Region pointing data:

* * *

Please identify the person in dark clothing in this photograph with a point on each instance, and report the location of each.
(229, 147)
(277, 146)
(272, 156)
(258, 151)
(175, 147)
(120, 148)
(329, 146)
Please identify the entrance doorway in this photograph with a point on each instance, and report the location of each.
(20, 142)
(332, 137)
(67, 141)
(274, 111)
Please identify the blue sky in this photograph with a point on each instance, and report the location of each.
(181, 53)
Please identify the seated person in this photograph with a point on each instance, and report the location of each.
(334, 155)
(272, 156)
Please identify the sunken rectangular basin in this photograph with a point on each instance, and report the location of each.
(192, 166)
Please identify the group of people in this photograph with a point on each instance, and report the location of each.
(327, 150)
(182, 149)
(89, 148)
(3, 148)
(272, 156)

* * *

WHAT TO WORK ON: Starting from the line with "Please identify the blue", write out every remaining line of the data above exactly, the final line included, and nothing before it.

RESULT BELOW:
Please identify the blue sky in this photograph with a point on each instance, and report the location of each.
(181, 53)
Please identify the seated person in this photograph with a point on each instance, and report the location of each.
(334, 155)
(272, 156)
Please identify the sunken rectangular basin in this photograph with a point on each instance, and report the location of each.
(192, 166)
Please identify the group of people in this photograph with a point on each instance, and report the location of each.
(327, 150)
(182, 149)
(89, 148)
(3, 148)
(272, 156)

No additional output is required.